● Task prompt
Write every record out again exactly as shown below.

● Material shown
..........
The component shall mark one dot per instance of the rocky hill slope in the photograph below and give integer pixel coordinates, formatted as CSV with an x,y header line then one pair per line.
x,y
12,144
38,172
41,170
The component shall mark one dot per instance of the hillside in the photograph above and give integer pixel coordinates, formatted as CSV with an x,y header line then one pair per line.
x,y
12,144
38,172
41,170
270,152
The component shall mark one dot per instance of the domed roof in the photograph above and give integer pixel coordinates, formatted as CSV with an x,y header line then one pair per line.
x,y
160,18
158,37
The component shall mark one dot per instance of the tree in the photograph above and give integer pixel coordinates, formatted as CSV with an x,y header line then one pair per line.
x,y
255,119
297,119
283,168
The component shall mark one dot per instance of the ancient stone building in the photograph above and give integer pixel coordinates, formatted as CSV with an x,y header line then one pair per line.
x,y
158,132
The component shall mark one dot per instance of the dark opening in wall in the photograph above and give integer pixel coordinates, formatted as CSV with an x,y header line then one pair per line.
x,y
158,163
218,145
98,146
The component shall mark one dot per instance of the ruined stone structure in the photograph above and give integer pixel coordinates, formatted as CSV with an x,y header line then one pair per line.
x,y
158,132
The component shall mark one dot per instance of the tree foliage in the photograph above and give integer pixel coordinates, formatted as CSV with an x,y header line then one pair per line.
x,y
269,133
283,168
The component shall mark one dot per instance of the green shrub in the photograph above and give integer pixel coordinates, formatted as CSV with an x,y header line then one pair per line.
..........
● Task response
The component shall mark one dot per instance of the rocky hill slope in the photograph below and give integer pixel coordinates, formatted as CSV with an x,y header line then one pair per line.
x,y
12,144
38,172
41,170
The component shall mark one dot per instance of the hillside in the photograph above and give integer pixel coordinates, formatted as CSV with an x,y header line then one pair per line.
x,y
12,144
38,172
41,170
270,152
The component shall mark one dot per instance of the domed roof in the photograph above and give integer pixel coordinates, formatted as CSV with an x,y header line then one pair per line.
x,y
160,18
158,37
The component shall mark one dot per instance of the tree in the photograph above and give integer pixel coordinates, formatted as CSV with an x,y header line then one pair per line.
x,y
255,119
297,119
283,168
The component shall mark one dot per instance of the ancient stone building in the photograph above and give integer pixel coordinates, formatted as CSV with an x,y header line then one pair per line.
x,y
158,132
The component shall mark one dot per instance of the dark opening in wall in the photograph above and give integer pixel coordinates, formatted as CSV with an x,y header line then one pair per line.
x,y
158,163
218,145
98,146
The component shall mark one dot per instance of the ruined stone structure in the photograph above and give integer pixel coordinates, formatted as CSV with an x,y header line then one pair per line.
x,y
158,132
The component shall mark one dot per instance of the tree foliage in the photograph above and give integer pixel coordinates, formatted as CSV with an x,y header line then one pair per line.
x,y
269,133
283,168
The component shall mark one dot per instance of the green shrub in the photograph above and give integer pixel coordinates, formatted as CSV with an x,y header line then one pair per line.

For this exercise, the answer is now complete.